- **Task directions**: Could you print exactly the lines of the listing below, starting at the line that has "Target: sunlit patch" and ending at the line that has "one marker per instance, written like [190,37]", and only those lines?

- **Data in this exercise**:
- Opening Delimiter -

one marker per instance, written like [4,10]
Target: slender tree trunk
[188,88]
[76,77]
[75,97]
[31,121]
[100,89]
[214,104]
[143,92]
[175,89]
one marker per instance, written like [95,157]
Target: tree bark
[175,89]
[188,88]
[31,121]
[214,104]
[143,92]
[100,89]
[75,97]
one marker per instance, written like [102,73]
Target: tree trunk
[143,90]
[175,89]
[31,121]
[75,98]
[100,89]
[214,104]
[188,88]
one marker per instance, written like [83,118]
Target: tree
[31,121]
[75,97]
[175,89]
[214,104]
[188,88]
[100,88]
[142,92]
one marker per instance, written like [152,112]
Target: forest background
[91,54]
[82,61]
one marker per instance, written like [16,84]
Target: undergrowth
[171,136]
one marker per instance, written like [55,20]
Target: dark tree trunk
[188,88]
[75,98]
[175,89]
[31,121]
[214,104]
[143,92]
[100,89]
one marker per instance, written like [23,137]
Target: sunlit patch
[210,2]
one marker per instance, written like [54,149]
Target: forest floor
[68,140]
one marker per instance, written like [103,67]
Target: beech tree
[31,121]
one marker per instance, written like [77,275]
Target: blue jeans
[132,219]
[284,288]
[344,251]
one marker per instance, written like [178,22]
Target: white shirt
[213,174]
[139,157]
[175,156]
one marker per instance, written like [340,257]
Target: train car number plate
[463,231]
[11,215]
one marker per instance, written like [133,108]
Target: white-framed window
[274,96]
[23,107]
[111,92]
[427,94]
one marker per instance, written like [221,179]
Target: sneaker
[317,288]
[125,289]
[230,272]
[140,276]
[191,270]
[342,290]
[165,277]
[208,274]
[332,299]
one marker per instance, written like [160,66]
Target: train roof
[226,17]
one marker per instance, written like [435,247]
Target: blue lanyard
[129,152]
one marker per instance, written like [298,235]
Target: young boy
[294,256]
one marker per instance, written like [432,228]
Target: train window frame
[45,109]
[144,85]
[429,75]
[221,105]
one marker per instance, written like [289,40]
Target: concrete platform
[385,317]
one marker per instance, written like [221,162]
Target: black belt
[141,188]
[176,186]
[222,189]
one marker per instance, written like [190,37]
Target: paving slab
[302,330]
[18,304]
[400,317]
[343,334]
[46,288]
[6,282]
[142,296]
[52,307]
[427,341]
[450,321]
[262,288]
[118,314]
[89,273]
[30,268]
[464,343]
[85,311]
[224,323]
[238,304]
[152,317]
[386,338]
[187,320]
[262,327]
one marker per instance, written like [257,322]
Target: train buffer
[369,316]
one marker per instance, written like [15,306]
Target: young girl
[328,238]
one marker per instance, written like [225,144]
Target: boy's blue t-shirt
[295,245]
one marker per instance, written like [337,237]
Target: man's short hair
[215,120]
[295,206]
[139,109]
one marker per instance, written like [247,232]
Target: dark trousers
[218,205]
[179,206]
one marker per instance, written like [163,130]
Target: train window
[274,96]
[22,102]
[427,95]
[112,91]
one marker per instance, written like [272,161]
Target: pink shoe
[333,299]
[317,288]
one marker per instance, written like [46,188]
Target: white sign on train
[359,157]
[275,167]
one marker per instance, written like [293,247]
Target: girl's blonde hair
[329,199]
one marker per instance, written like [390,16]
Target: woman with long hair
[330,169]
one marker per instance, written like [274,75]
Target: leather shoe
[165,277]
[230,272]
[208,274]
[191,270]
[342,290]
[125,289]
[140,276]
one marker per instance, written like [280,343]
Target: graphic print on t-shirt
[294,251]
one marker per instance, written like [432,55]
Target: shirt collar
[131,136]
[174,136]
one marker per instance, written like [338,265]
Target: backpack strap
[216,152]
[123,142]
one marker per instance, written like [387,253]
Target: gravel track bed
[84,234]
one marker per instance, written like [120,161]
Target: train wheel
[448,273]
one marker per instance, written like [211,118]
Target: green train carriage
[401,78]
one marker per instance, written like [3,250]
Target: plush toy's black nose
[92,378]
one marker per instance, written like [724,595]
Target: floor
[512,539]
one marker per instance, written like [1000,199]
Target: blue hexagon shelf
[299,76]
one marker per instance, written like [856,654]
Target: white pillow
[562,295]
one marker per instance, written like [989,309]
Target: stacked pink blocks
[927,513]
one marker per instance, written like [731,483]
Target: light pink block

- Closing Delimiter -

- **Your solution**:
Target: sunlit patch
[210,2]
one marker per instance, written like [54,149]
Target: forest floor
[68,140]
one marker per instance, written like [103,67]
Target: beech tree
[31,121]
one marker per instance, written like [77,275]
Target: blue jeans
[132,219]
[284,288]
[344,251]
one marker per instance, written like [178,22]
Target: white shirt
[213,174]
[139,157]
[175,156]
one marker per instance, written like [340,257]
Target: train car number plate
[463,231]
[11,215]
one marker per instance, written like [133,108]
Target: white-framed window
[274,96]
[23,107]
[111,92]
[427,94]
one marker per instance, written like [221,179]
Target: sneaker
[317,288]
[125,289]
[230,272]
[140,276]
[191,270]
[342,290]
[165,277]
[208,274]
[332,299]
one marker per instance, written like [160,66]
Target: train roof
[226,17]
one marker per instance, written like [435,247]
Target: blue lanyard
[129,152]
one marker per instance, written like [298,235]
Target: young boy
[294,256]
one marker per instance, written like [432,228]
Target: train window frame
[45,109]
[144,85]
[429,75]
[221,105]
one marker per instance, written like [289,40]
Target: concrete platform
[385,317]
one marker per instance, written like [221,162]
Target: black belt
[141,188]
[176,186]
[222,189]
one marker per instance, written like [190,37]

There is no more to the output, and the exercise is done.